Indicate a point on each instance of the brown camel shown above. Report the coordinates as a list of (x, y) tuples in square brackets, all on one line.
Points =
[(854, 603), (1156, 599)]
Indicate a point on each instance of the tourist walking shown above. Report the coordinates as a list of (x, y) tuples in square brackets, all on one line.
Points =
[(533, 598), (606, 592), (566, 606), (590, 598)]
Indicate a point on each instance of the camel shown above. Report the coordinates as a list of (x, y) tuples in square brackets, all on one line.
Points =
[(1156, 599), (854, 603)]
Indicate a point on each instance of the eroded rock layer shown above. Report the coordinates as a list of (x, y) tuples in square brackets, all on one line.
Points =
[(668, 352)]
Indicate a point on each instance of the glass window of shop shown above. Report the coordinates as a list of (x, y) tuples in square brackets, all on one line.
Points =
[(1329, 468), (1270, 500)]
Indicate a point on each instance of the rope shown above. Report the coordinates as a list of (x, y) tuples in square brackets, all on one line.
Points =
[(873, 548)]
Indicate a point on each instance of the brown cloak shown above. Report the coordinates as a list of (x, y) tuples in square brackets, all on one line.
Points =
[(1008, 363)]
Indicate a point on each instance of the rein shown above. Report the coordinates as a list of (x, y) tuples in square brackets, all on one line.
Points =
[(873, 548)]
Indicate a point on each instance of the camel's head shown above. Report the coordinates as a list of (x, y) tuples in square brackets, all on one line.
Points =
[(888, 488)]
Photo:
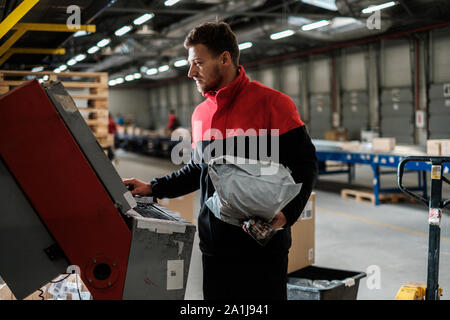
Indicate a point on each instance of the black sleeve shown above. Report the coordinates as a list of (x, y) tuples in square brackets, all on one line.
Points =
[(178, 183), (299, 154)]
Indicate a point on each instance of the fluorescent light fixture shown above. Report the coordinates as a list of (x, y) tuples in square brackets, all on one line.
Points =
[(122, 31), (80, 57), (93, 49), (80, 33), (325, 4), (144, 18), (37, 69), (245, 45), (180, 63), (315, 25), (281, 34), (151, 71), (71, 62), (379, 7), (102, 43), (163, 68), (169, 3)]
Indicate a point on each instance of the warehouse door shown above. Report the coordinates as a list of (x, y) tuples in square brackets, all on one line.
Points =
[(319, 99), (354, 98), (355, 113), (439, 112), (397, 114)]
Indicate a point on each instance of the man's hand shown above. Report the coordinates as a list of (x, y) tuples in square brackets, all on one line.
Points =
[(278, 221), (138, 187)]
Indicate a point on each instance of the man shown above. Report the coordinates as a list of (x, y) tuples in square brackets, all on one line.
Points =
[(172, 123), (235, 266)]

○ ○ ○

What you need to do :: Starting at the line that contains "Indicate a point on each instance of the fluorescent" and continuing through the end of the records, arrange those records as a two-column CSV with the header request,answer and one row per record. Enclose each field in double quotes and replace any line breaks inside a field with spaces.

Result for this task ::
request,answer
"Indicate a point on each instance of the fluorescent light fixture shown above. Report the coordinates as a list of (x, y) tuples in square brackets, all on one line. Points =","[(122, 31), (80, 57), (93, 49), (80, 33), (325, 4), (144, 18), (37, 69), (245, 45), (180, 63), (315, 25), (281, 34), (151, 71), (71, 62), (379, 7), (102, 43), (163, 68), (169, 3)]"
"Indicate a point on each instance of the warehouse door shown above. Report the coordinates as a list of (x, y) tuples in square brackets, all on one line. Points =","[(319, 99), (354, 98), (355, 113), (439, 112), (397, 114)]"
"Indicate a point on each instance of the man's hand shown above. Report the coordinates as a list of (x, y) tuples in square brackets, all on one line. Points =","[(278, 221), (138, 187)]"
"Indicate a point on each instance of the man shown above. Report the coordinates as a list of (x, y) tuples in square brackets, all on one line. Points =","[(172, 123), (235, 266)]"